### WORK REQUIRED
List each line of the rows below that contains the string "image". Case counts.

### EXERCISE MATERIAL
++++++++++++++++++++
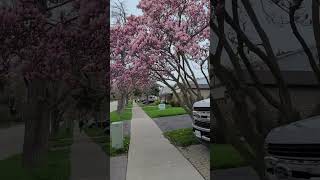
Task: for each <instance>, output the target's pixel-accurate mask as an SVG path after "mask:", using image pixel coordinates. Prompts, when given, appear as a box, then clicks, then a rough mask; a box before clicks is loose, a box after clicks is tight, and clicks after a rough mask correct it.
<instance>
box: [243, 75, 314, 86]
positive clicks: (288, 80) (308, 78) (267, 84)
mask: <svg viewBox="0 0 320 180" xmlns="http://www.w3.org/2000/svg"><path fill="white" fill-rule="evenodd" d="M256 74H257V76H258V78H259V80H260V82H261V83H262V84H264V85H275V84H276V81H275V79H274V76H273V74H272V73H271V72H270V71H256ZM281 74H282V75H283V78H284V80H285V82H286V83H287V84H288V85H289V86H317V85H318V81H317V79H316V77H315V75H314V73H313V72H310V71H282V72H281ZM244 78H245V80H246V82H247V83H248V84H253V81H252V80H251V77H250V75H249V73H248V72H245V73H244Z"/></svg>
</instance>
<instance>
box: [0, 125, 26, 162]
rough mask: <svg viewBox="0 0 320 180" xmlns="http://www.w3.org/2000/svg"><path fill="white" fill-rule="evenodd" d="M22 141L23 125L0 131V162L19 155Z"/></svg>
mask: <svg viewBox="0 0 320 180" xmlns="http://www.w3.org/2000/svg"><path fill="white" fill-rule="evenodd" d="M23 140H24V125H18V126H13V127H10V128H5V129H0V147H1V148H0V160H2V159H5V158H7V157H9V156H12V155H15V154H18V153H21V152H22V150H23Z"/></svg>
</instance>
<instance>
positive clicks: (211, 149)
mask: <svg viewBox="0 0 320 180" xmlns="http://www.w3.org/2000/svg"><path fill="white" fill-rule="evenodd" d="M210 164H211V167H210V169H227V168H236V167H241V166H245V165H247V163H246V162H245V161H244V159H243V158H242V157H241V155H240V154H239V153H238V151H236V150H235V149H234V148H233V147H232V146H231V145H230V144H212V145H211V147H210Z"/></svg>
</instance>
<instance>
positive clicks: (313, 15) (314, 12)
mask: <svg viewBox="0 0 320 180" xmlns="http://www.w3.org/2000/svg"><path fill="white" fill-rule="evenodd" d="M319 9H320V1H319V0H312V23H313V33H314V38H315V42H316V46H317V54H318V64H319V63H320V11H319Z"/></svg>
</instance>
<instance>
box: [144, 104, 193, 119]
mask: <svg viewBox="0 0 320 180" xmlns="http://www.w3.org/2000/svg"><path fill="white" fill-rule="evenodd" d="M142 109H143V110H144V112H145V113H146V114H148V116H149V117H151V118H159V117H167V116H177V115H183V114H187V112H186V111H185V110H184V109H183V108H182V107H171V106H170V105H166V109H164V110H159V108H158V106H142Z"/></svg>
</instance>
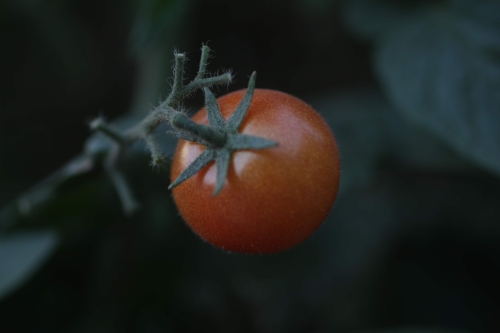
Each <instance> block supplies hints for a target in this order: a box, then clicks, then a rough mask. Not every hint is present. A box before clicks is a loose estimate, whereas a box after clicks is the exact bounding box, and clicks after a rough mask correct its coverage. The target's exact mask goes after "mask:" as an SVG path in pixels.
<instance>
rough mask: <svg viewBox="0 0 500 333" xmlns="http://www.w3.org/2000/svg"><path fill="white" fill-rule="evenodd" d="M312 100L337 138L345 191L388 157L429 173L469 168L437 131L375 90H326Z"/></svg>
mask: <svg viewBox="0 0 500 333" xmlns="http://www.w3.org/2000/svg"><path fill="white" fill-rule="evenodd" d="M310 103H311V105H313V106H314V108H315V109H316V110H318V111H319V112H320V113H321V114H322V115H323V117H324V118H325V120H326V121H327V122H328V124H329V125H330V126H331V128H332V130H333V133H334V135H335V138H336V139H337V143H338V145H339V150H340V156H341V161H342V177H341V191H345V190H347V189H353V188H361V187H363V186H366V185H367V184H368V183H369V182H370V181H372V179H373V178H374V176H375V175H376V172H377V169H378V168H379V165H380V164H381V163H382V162H383V161H384V160H387V159H388V158H390V159H393V160H396V161H397V162H399V163H400V164H404V165H405V166H406V167H410V168H412V169H421V170H425V171H442V170H447V171H451V170H453V171H463V170H466V169H468V168H470V164H468V163H466V161H464V160H463V159H462V158H460V157H459V156H457V154H456V153H455V152H453V151H452V150H451V149H450V147H448V146H447V145H446V144H444V143H443V142H441V141H440V140H439V139H438V138H437V137H436V136H435V135H433V134H432V133H430V132H429V131H428V130H426V129H425V128H424V129H423V128H421V127H419V126H415V125H414V124H411V123H409V122H408V121H407V120H406V119H404V118H403V117H402V116H401V115H400V114H398V113H397V112H396V110H395V109H394V108H393V107H392V106H391V105H390V103H389V101H388V100H387V99H386V98H385V97H384V95H383V94H382V92H381V91H379V90H378V89H376V88H371V87H367V88H359V89H356V90H350V91H345V92H335V93H326V94H323V95H320V96H316V97H313V98H311V100H310Z"/></svg>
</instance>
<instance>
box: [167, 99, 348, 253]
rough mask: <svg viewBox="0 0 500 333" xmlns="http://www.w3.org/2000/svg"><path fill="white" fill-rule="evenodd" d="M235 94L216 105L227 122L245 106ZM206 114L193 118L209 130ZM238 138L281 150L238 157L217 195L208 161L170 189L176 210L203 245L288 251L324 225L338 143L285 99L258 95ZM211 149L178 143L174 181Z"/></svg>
mask: <svg viewBox="0 0 500 333" xmlns="http://www.w3.org/2000/svg"><path fill="white" fill-rule="evenodd" d="M244 95H245V91H236V92H233V93H230V94H227V95H225V96H222V97H220V98H219V99H218V100H217V104H218V106H219V108H220V113H221V114H222V116H223V118H224V120H225V121H227V120H228V119H229V118H230V117H231V115H232V114H233V112H235V110H236V109H237V108H238V105H239V104H240V102H241V101H242V99H244ZM209 117H210V116H209V115H208V116H207V109H206V107H205V108H203V109H201V110H200V111H199V112H198V113H196V114H195V115H194V117H193V118H192V120H193V121H194V122H195V123H197V124H204V125H207V124H209ZM239 131H240V133H242V134H246V135H250V136H255V137H260V138H265V139H268V140H272V141H274V142H277V143H278V144H277V145H275V146H273V147H269V148H266V149H262V150H245V149H243V150H237V151H234V152H233V153H232V154H231V156H230V162H229V164H228V165H229V166H228V169H227V176H226V177H224V179H223V181H224V183H223V186H222V188H221V190H220V192H219V193H218V194H217V195H214V193H213V192H214V189H215V187H216V183H217V181H218V177H217V173H218V171H217V166H216V164H215V163H213V162H210V163H208V164H207V165H206V166H204V167H203V168H201V170H199V171H198V172H196V173H194V174H193V175H191V176H190V177H189V178H187V179H185V180H183V182H182V183H181V184H179V185H178V186H176V187H175V188H174V189H173V197H174V200H175V202H176V204H177V207H178V208H179V211H180V213H181V215H182V217H183V218H184V220H185V221H186V222H187V224H188V225H189V226H190V227H191V229H192V230H193V231H194V232H196V233H197V234H198V235H199V236H200V237H201V238H203V239H204V240H206V241H208V242H209V243H211V244H213V245H215V246H217V247H219V248H222V249H224V250H228V251H234V252H244V253H273V252H278V251H283V250H286V249H289V248H291V247H293V246H295V245H297V244H299V243H301V242H302V241H304V240H305V239H307V238H308V237H309V236H311V234H312V233H313V232H314V231H315V230H316V229H317V228H318V227H319V226H320V225H321V224H322V222H323V221H324V220H325V218H326V216H327V214H328V213H329V211H330V209H331V207H332V205H333V202H334V201H335V197H336V194H337V189H338V186H339V179H340V158H339V153H338V148H337V144H336V142H335V138H334V136H333V134H332V132H331V130H330V128H329V127H328V125H327V124H326V122H325V121H324V120H323V119H322V118H321V116H320V115H319V114H318V113H317V112H316V111H315V110H314V109H313V108H312V107H310V106H309V105H307V104H306V103H304V102H303V101H301V100H299V99H297V98H295V97H293V96H291V95H288V94H286V93H283V92H279V91H274V90H262V89H255V91H254V95H253V99H251V103H250V105H249V108H248V111H247V114H246V116H245V118H244V119H243V121H242V123H241V126H240V127H239ZM206 149H208V148H206V147H205V146H204V145H202V144H199V143H196V142H191V141H186V140H180V141H179V144H178V146H177V148H176V151H175V154H174V157H173V163H172V169H171V178H172V181H175V180H176V179H178V177H179V175H181V173H182V172H183V171H184V170H185V169H186V168H188V166H190V165H191V164H192V163H193V161H195V160H196V159H197V158H199V156H200V155H201V154H203V152H204V151H205V150H206Z"/></svg>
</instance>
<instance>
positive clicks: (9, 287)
mask: <svg viewBox="0 0 500 333" xmlns="http://www.w3.org/2000/svg"><path fill="white" fill-rule="evenodd" d="M57 243H58V237H57V235H56V234H55V233H54V232H52V231H33V232H19V233H17V234H10V235H1V236H0V299H2V298H4V297H5V296H7V295H8V294H9V293H11V292H13V291H14V290H15V289H16V288H18V287H19V286H21V285H22V284H23V283H24V282H26V280H28V279H29V278H30V276H31V275H32V274H33V273H34V272H35V271H36V270H37V269H38V268H39V267H40V266H41V265H42V264H43V262H44V261H45V260H47V258H48V257H49V255H50V254H51V253H52V252H53V250H54V249H55V247H56V245H57Z"/></svg>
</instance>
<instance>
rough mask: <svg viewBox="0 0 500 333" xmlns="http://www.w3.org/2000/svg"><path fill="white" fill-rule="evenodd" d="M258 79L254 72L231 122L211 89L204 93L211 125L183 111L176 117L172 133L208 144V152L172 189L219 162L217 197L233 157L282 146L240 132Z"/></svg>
mask: <svg viewBox="0 0 500 333" xmlns="http://www.w3.org/2000/svg"><path fill="white" fill-rule="evenodd" d="M255 79H256V73H255V72H254V73H253V74H252V76H251V77H250V80H249V82H248V88H247V90H246V92H245V96H244V97H243V99H242V100H241V102H240V104H239V105H238V106H237V108H236V110H235V111H234V113H233V114H232V115H231V116H230V117H229V119H228V120H227V121H225V120H224V118H223V116H222V113H221V111H220V108H219V105H218V104H217V100H216V98H215V96H214V95H213V93H212V92H211V91H210V89H209V88H207V87H205V88H204V89H203V92H204V94H205V105H206V109H207V117H208V122H209V124H210V125H209V126H207V125H202V124H198V123H195V122H193V121H192V120H191V119H189V118H188V117H187V116H186V115H185V114H184V113H180V112H179V113H177V114H176V115H175V116H174V117H172V119H171V121H170V123H171V124H172V127H173V128H174V130H173V131H170V134H172V135H173V136H175V137H177V138H179V139H183V140H188V141H192V142H196V143H199V144H202V145H205V146H206V149H205V150H204V151H203V152H202V153H201V154H200V155H199V156H198V157H197V158H196V159H195V160H194V161H193V162H192V163H191V164H190V165H189V166H188V167H187V168H186V169H184V171H183V172H182V173H181V174H180V175H179V176H178V177H177V178H176V179H175V180H174V182H173V183H172V184H170V186H169V187H168V188H169V189H173V188H174V187H176V186H178V185H179V184H181V183H182V182H183V181H185V180H187V179H188V178H190V177H191V176H193V175H195V174H196V173H197V172H198V171H200V170H201V169H203V168H204V167H205V166H206V165H208V164H209V163H210V162H211V161H214V160H215V164H216V168H217V180H216V184H215V189H214V192H213V195H214V196H216V195H217V194H218V193H219V192H220V191H221V190H222V188H223V186H224V182H225V180H226V178H227V173H228V170H229V163H230V161H231V154H232V153H233V152H234V151H237V150H248V149H266V148H271V147H274V146H277V145H278V143H277V142H275V141H271V140H268V139H265V138H262V137H257V136H252V135H246V134H241V133H238V130H239V128H240V126H241V123H242V122H243V119H244V118H245V116H246V114H247V112H248V109H249V107H250V104H251V102H252V98H253V93H254V90H255Z"/></svg>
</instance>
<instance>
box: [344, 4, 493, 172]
mask: <svg viewBox="0 0 500 333" xmlns="http://www.w3.org/2000/svg"><path fill="white" fill-rule="evenodd" d="M357 3H358V5H359V6H362V5H363V4H365V5H367V7H366V8H365V9H364V11H362V12H367V11H368V9H369V8H371V7H369V6H371V5H373V4H375V2H374V1H360V2H357ZM387 8H388V10H386V11H383V12H381V11H377V13H378V15H379V16H376V15H377V14H375V15H374V17H373V18H372V22H375V23H374V24H373V26H371V27H369V28H368V27H366V26H364V25H363V24H362V22H363V20H362V19H358V20H351V23H353V22H357V23H358V26H359V28H360V29H358V30H364V31H368V32H372V33H378V34H383V36H378V37H377V38H376V39H377V45H376V54H375V66H376V70H377V72H378V75H379V77H380V79H381V81H382V83H383V84H384V86H385V89H386V91H387V92H388V94H389V97H390V98H391V100H392V101H393V102H394V103H395V105H396V106H397V107H398V108H399V109H400V110H401V112H403V113H404V114H405V115H406V116H408V117H409V119H412V120H413V121H415V122H416V123H417V124H420V125H422V126H425V127H427V128H428V129H429V130H431V131H433V132H434V133H436V134H437V135H438V136H439V137H441V138H442V139H444V140H446V141H447V142H448V143H450V144H451V145H452V147H454V148H455V149H456V150H457V151H458V152H460V153H461V154H463V155H464V156H467V157H469V158H471V159H472V160H474V161H475V162H476V163H478V164H480V165H482V166H483V167H486V168H488V169H489V170H492V171H494V172H495V173H496V174H500V130H499V126H500V93H499V91H500V61H499V58H498V57H494V56H492V52H497V51H498V45H500V44H498V41H499V40H500V24H499V23H498V22H500V20H499V19H500V2H498V1H476V2H473V3H472V2H466V1H453V3H452V4H450V5H449V6H440V7H437V6H435V7H425V8H421V9H420V10H418V11H415V12H414V14H416V15H413V16H412V17H411V18H410V17H408V16H407V17H405V19H404V20H402V21H401V20H399V22H398V23H397V24H395V25H391V28H390V29H386V28H385V27H384V25H385V24H386V23H384V22H386V21H398V18H397V17H395V16H396V15H398V16H402V17H404V14H401V13H402V12H400V11H397V10H395V8H396V7H394V6H392V7H387ZM389 9H390V10H389ZM423 9H425V11H424V10H423ZM376 22H381V23H380V24H379V25H377V23H376ZM352 25H355V24H354V23H353V24H352ZM372 37H373V36H372Z"/></svg>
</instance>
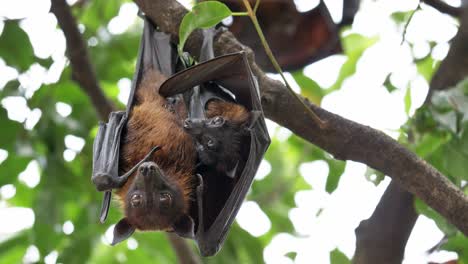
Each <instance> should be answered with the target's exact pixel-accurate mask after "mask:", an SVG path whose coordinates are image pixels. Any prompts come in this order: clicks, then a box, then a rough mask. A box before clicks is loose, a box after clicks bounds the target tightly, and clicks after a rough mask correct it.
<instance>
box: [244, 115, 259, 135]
mask: <svg viewBox="0 0 468 264" xmlns="http://www.w3.org/2000/svg"><path fill="white" fill-rule="evenodd" d="M260 116H261V112H260V111H251V112H250V115H249V119H247V122H246V123H245V130H247V131H248V130H250V129H251V128H252V127H253V126H254V125H255V123H256V122H257V120H258V119H259V118H260Z"/></svg>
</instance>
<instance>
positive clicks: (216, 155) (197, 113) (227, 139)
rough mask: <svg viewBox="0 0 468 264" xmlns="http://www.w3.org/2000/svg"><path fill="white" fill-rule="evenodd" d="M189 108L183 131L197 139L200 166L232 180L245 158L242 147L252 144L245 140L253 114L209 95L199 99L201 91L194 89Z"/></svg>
mask: <svg viewBox="0 0 468 264" xmlns="http://www.w3.org/2000/svg"><path fill="white" fill-rule="evenodd" d="M202 97H204V98H202ZM205 102H206V103H205ZM189 108H190V112H189V118H187V119H186V120H185V121H184V129H185V130H186V131H187V132H188V133H189V134H190V135H192V136H193V138H194V141H195V146H196V147H195V148H196V150H197V154H198V158H199V162H200V164H202V165H206V166H212V167H214V168H215V169H216V171H218V173H223V174H225V175H227V176H229V177H231V178H233V177H234V176H235V173H236V170H237V168H238V167H239V162H240V160H241V156H242V155H243V154H244V155H246V153H243V151H242V144H243V143H244V144H245V142H249V141H248V139H247V140H246V137H248V136H249V133H248V123H249V117H250V114H249V113H248V111H247V110H246V109H245V107H243V106H241V105H240V104H236V103H232V102H228V101H224V100H222V99H220V98H219V97H217V96H216V95H213V94H211V93H210V92H208V93H204V94H202V95H200V87H195V88H194V89H193V94H192V97H191V99H190V107H189Z"/></svg>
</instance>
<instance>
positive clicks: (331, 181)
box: [325, 159, 346, 193]
mask: <svg viewBox="0 0 468 264" xmlns="http://www.w3.org/2000/svg"><path fill="white" fill-rule="evenodd" d="M327 163H328V167H329V171H330V172H329V173H328V177H327V183H326V185H325V190H326V191H327V192H328V193H332V192H333V191H335V189H336V187H338V183H339V182H340V178H341V175H343V172H344V169H345V166H346V162H344V161H341V160H335V159H329V160H327Z"/></svg>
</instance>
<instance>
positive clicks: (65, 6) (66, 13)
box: [51, 0, 201, 264]
mask: <svg viewBox="0 0 468 264" xmlns="http://www.w3.org/2000/svg"><path fill="white" fill-rule="evenodd" d="M51 12H52V13H53V14H54V15H55V17H57V21H58V23H59V25H60V27H61V28H62V30H63V33H64V34H65V38H66V42H67V53H68V57H69V59H70V63H71V67H72V72H73V74H72V77H73V79H75V81H76V82H77V83H78V84H79V85H80V87H81V89H83V91H85V92H86V94H87V95H88V96H89V98H90V99H91V102H92V104H93V106H94V108H95V109H96V111H97V113H98V114H99V117H100V118H101V119H102V120H107V118H108V116H109V113H110V112H112V111H114V110H115V107H114V105H113V104H112V103H111V102H110V101H109V100H108V99H107V98H106V96H105V95H104V93H103V91H102V89H101V87H100V86H99V83H98V80H97V77H96V73H95V72H94V69H93V67H92V64H91V62H90V59H89V55H88V49H87V47H86V44H85V42H84V40H83V37H82V36H81V34H80V31H79V30H78V26H77V23H76V20H75V18H74V17H73V15H72V13H71V9H70V7H69V6H68V4H67V3H66V2H65V0H52V7H51ZM168 239H169V241H170V242H171V245H172V246H173V248H174V250H175V252H176V254H177V257H178V258H179V261H180V263H182V264H198V263H201V262H200V258H199V257H198V256H197V255H196V254H194V252H193V250H192V249H191V248H190V247H189V245H188V243H187V242H186V241H185V240H184V239H183V238H180V237H178V236H176V235H173V234H168Z"/></svg>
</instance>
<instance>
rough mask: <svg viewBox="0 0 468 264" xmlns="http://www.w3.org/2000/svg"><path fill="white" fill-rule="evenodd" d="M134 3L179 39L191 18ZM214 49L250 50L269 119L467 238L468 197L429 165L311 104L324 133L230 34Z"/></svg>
mask: <svg viewBox="0 0 468 264" xmlns="http://www.w3.org/2000/svg"><path fill="white" fill-rule="evenodd" d="M134 1H135V2H136V3H137V5H138V6H139V7H140V9H141V10H142V11H143V12H144V13H145V14H146V15H147V16H148V17H149V18H150V19H151V20H153V22H155V23H156V24H157V25H158V26H159V27H160V28H161V30H163V31H165V32H167V33H169V34H171V35H172V36H173V37H174V38H176V36H177V32H178V30H177V29H178V26H179V23H180V21H181V19H182V17H183V15H184V14H185V13H186V12H187V11H186V10H185V8H184V7H183V6H182V5H180V4H179V3H178V2H176V1H174V0H134ZM201 39H202V37H201V34H200V32H199V31H195V32H194V33H193V34H192V36H191V37H190V38H189V39H188V41H187V44H186V49H187V50H188V51H189V52H190V53H191V54H194V55H195V56H196V55H198V53H199V50H200V46H201V43H202V42H201ZM214 47H215V53H216V55H221V54H226V53H230V52H235V51H240V50H242V49H243V48H245V49H246V51H247V53H248V54H249V55H250V59H251V66H252V70H253V71H254V73H255V75H256V76H257V78H258V80H259V84H260V89H261V92H262V105H263V109H264V111H265V115H266V116H267V117H268V118H270V119H272V120H273V121H275V122H277V123H279V124H281V125H282V126H285V127H287V128H289V129H290V130H291V131H293V132H294V133H295V134H297V135H299V136H301V137H302V138H304V139H306V140H308V141H309V142H311V143H313V144H315V145H317V146H319V147H321V148H322V149H324V150H326V151H328V152H329V153H331V154H333V155H334V156H335V157H336V158H339V159H343V160H345V159H347V160H354V161H358V162H362V163H365V164H367V165H369V166H370V167H372V168H374V169H377V170H379V171H381V172H383V173H384V174H386V175H389V176H390V177H392V178H393V179H394V180H395V181H396V182H397V183H399V184H400V185H401V186H403V187H404V188H405V189H406V190H408V191H410V192H411V193H413V194H415V195H416V196H418V197H420V198H421V199H422V200H423V201H425V202H426V203H427V204H428V205H429V206H431V207H432V208H434V209H435V210H436V211H438V212H439V213H440V214H441V215H443V216H444V217H445V218H447V219H448V221H450V222H451V223H452V224H454V225H455V226H456V227H457V228H458V229H460V230H461V231H462V232H463V233H464V234H465V235H468V197H467V196H465V195H464V194H463V192H462V191H461V190H459V189H458V188H457V187H456V186H455V185H454V184H452V183H451V182H450V181H449V180H448V179H447V178H446V177H445V176H444V175H442V174H441V173H440V172H438V171H437V170H436V169H434V168H433V167H432V166H430V165H429V164H427V163H426V162H425V161H424V160H422V159H420V158H419V157H417V156H416V155H415V154H414V153H412V152H410V151H409V150H407V149H406V148H404V147H403V146H401V145H400V144H399V143H398V142H396V141H395V140H393V139H392V138H390V137H389V136H387V135H385V134H384V133H382V132H380V131H377V130H375V129H372V128H370V127H368V126H364V125H361V124H358V123H356V122H353V121H350V120H347V119H345V118H343V117H340V116H338V115H335V114H333V113H330V112H328V111H326V110H324V109H322V108H320V107H317V106H315V105H312V104H310V103H309V102H307V103H308V105H309V106H310V107H311V108H312V109H313V110H314V111H315V112H316V113H317V114H318V115H319V116H320V118H321V119H322V120H325V121H326V122H327V123H328V127H327V128H326V129H324V130H320V129H319V128H318V127H317V126H316V125H315V124H313V123H312V122H311V120H310V119H309V118H308V116H307V115H306V112H305V111H304V108H303V106H302V104H300V103H298V102H297V101H296V100H294V98H293V97H292V96H291V95H290V94H288V91H287V90H286V87H285V86H284V85H283V84H282V83H281V82H279V81H276V80H272V79H270V78H268V77H267V76H266V75H265V73H264V72H263V71H261V70H260V68H259V67H258V66H257V65H256V64H255V63H254V62H253V54H252V52H251V51H250V49H248V48H246V47H244V46H243V45H242V44H240V43H239V42H238V41H237V40H236V39H235V38H234V36H233V35H232V34H231V33H230V32H228V31H227V32H223V33H221V34H220V35H218V36H217V38H216V40H215V45H214ZM290 113H295V118H291V114H290Z"/></svg>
++++++++++++++++++++
### OUTPUT OF THE TASK
Task: for each <instance>, output the target's pixel-accurate mask as an SVG path after "mask:", using image pixel coordinates. Prompts, when given, appear as a box, then clicks, then a rough mask; a box before clicks is loose, a box after clicks is tight, and clicks after a rough mask correct it.
Each <instance> should be answered with the target's exact pixel-accurate mask after "mask:", an SVG path whose coordinates are image pixels. Any prompts come in this order: clicks, then a box, then a rough mask. A box before clicks is loose, a box after clicks bounds the target tightly, and clicks after a rough mask correct it.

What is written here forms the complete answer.